▸ Records from a point labeling set:
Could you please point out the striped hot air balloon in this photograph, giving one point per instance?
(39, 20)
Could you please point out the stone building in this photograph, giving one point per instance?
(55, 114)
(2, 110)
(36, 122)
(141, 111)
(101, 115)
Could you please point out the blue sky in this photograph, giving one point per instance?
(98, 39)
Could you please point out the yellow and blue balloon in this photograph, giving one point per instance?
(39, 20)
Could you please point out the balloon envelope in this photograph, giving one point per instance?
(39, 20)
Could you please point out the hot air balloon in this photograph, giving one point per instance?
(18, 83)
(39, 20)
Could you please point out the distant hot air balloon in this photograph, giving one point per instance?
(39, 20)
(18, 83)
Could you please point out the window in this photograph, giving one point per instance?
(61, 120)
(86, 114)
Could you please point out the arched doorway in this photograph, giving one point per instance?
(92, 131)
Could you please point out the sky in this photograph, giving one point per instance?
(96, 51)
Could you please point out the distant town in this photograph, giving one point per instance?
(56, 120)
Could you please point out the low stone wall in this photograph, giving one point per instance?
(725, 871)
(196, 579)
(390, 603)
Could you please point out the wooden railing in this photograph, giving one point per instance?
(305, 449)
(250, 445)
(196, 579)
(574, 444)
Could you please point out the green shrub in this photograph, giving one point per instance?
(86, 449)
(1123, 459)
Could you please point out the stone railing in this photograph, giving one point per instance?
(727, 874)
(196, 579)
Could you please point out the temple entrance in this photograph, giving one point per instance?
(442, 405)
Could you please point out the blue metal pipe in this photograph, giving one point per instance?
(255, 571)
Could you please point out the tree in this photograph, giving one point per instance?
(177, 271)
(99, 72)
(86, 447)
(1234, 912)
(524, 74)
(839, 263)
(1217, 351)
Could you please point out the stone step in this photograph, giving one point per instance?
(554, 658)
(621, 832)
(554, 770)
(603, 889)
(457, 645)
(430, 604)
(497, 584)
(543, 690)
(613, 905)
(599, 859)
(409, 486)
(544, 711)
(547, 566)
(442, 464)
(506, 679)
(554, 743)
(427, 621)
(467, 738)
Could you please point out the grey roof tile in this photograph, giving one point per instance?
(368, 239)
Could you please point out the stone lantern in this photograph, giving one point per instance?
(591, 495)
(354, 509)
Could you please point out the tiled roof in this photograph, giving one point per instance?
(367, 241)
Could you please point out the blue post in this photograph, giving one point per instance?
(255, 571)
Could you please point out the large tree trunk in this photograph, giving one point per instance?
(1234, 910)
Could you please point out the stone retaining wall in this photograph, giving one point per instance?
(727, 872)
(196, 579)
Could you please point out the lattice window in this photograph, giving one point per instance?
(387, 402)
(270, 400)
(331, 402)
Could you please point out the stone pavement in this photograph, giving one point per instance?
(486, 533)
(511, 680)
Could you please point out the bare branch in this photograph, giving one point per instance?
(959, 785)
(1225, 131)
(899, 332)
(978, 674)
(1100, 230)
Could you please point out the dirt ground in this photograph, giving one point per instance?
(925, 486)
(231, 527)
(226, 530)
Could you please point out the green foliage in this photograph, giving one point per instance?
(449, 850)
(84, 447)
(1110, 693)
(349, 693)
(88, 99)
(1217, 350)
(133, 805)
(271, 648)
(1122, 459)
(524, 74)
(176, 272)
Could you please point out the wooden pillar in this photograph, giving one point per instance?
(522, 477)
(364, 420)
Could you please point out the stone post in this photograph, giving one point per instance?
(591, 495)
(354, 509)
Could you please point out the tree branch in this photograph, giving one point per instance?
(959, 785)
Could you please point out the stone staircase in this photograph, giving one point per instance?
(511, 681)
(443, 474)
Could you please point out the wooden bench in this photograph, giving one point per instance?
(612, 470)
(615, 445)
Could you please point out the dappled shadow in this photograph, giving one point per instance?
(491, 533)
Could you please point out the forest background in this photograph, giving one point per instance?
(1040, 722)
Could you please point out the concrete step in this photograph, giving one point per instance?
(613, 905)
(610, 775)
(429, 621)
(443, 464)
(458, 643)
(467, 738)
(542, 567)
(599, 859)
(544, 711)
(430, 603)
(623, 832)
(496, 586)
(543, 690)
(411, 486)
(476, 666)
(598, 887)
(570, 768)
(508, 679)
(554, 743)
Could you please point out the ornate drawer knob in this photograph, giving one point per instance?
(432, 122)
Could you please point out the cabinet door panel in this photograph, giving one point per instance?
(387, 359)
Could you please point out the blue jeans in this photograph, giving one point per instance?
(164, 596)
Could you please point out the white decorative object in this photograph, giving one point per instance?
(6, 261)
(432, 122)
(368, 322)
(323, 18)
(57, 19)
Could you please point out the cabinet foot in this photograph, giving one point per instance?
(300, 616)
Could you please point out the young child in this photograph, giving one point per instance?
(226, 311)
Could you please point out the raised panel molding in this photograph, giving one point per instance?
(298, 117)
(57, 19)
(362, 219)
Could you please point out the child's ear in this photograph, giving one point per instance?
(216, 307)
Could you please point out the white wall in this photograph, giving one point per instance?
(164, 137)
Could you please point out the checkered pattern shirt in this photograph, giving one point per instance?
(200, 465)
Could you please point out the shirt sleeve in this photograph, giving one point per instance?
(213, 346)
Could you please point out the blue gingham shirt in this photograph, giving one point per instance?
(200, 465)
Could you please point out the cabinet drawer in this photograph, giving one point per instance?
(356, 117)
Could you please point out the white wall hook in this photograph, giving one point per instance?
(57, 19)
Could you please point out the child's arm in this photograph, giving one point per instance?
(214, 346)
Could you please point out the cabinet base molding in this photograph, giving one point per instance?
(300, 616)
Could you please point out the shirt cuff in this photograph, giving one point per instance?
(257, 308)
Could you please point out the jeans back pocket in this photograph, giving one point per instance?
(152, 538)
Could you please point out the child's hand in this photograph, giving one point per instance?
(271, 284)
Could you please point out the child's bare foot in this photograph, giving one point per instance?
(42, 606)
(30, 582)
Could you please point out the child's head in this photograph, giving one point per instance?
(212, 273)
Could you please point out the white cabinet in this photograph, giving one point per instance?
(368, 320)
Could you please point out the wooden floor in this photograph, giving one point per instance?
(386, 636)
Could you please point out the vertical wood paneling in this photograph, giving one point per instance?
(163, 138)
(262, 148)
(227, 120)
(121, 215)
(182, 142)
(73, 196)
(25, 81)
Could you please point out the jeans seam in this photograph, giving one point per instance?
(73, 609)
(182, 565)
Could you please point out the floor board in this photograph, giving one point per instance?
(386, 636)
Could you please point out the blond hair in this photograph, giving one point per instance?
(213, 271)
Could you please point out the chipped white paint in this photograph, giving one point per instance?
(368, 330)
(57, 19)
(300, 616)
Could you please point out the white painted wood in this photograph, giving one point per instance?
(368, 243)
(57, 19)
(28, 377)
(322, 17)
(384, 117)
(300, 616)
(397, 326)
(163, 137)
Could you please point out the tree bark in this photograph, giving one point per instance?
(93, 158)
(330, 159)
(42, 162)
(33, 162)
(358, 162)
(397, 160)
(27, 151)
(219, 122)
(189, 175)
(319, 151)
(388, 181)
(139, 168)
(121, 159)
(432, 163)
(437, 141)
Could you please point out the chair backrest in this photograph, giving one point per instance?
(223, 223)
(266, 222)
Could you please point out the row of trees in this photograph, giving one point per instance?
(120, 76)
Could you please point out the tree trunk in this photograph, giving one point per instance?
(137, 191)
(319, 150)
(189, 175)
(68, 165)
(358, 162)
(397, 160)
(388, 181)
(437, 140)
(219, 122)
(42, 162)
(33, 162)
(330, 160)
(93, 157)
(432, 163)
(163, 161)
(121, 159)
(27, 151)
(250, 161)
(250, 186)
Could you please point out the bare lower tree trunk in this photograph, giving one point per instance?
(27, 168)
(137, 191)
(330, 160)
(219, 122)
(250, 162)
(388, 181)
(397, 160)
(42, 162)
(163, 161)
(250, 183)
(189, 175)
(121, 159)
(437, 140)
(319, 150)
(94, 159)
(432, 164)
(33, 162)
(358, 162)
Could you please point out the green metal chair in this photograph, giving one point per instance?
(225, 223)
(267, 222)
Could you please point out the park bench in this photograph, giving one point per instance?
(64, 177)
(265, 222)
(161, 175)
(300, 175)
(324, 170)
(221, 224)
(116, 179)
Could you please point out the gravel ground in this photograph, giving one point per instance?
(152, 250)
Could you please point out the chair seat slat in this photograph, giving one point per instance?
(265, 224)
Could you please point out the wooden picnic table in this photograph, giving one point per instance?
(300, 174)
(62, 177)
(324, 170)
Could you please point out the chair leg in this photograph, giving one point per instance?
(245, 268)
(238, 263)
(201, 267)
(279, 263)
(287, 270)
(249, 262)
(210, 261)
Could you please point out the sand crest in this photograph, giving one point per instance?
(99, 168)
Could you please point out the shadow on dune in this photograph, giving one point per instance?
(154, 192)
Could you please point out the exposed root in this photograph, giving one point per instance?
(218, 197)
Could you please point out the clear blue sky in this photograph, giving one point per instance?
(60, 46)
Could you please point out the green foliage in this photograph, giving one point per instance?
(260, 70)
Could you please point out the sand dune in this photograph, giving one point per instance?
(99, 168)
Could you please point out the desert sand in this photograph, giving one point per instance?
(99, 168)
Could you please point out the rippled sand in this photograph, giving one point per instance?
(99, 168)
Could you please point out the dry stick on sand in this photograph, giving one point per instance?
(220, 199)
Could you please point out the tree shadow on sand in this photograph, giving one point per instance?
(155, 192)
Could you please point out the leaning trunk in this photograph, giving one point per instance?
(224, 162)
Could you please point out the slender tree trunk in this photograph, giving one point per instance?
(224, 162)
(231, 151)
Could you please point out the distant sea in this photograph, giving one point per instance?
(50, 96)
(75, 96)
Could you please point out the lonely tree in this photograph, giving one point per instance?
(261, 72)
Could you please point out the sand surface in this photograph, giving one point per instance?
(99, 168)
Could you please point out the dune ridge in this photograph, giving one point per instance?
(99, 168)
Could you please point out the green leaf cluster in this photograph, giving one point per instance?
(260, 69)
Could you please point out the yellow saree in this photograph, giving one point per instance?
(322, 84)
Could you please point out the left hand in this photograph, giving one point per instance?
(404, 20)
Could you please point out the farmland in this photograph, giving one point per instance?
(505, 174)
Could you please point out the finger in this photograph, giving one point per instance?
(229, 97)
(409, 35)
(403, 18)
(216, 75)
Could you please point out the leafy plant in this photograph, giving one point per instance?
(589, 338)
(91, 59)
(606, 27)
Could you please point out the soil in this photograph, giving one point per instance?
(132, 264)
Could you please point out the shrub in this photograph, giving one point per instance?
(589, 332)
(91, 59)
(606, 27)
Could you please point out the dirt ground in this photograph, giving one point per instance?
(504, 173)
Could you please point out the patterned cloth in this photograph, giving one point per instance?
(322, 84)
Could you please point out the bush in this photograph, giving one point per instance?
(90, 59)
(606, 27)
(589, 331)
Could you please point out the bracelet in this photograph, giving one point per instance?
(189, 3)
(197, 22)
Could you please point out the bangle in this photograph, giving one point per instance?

▸ Short problem: Take the line with "Could you please point out the yellow saree" and all lines after it to the last line, and reproduce them exactly.

▸ Completed task:
Could you please point out the yellow saree in this photograph, giving one point per instance?
(322, 84)
Could you please point out the left hand in this photograph, giving one point per instance?
(404, 20)
Could you please point out the farmland in this photograph, giving one point per instance?
(505, 174)
Could you please point out the finger in this photograph, giving one point per instance?
(229, 97)
(409, 35)
(403, 18)
(216, 75)
Could you please point out the leafy plant in this photograph, giving one point per instance?
(589, 338)
(91, 59)
(606, 27)
Could you please point out the soil in this photograph, giving one point per instance?
(132, 264)
Could you please point out the shrub in this photograph, giving one point per instance?
(589, 332)
(91, 59)
(606, 27)
Could you please point out the dirt ground in this photograph, giving one point per instance?
(504, 173)
Could you please point out the patterned cloth in this photograph, giving one point per instance?
(322, 84)
Could you please point out the bush in this photograph, giving one point per instance?
(90, 59)
(606, 27)
(589, 331)
Could you please point out the bracelet in this photograph, giving one point per instance?
(189, 3)
(197, 22)
Could you please point out the bangle in this photograph, giving one point per instance?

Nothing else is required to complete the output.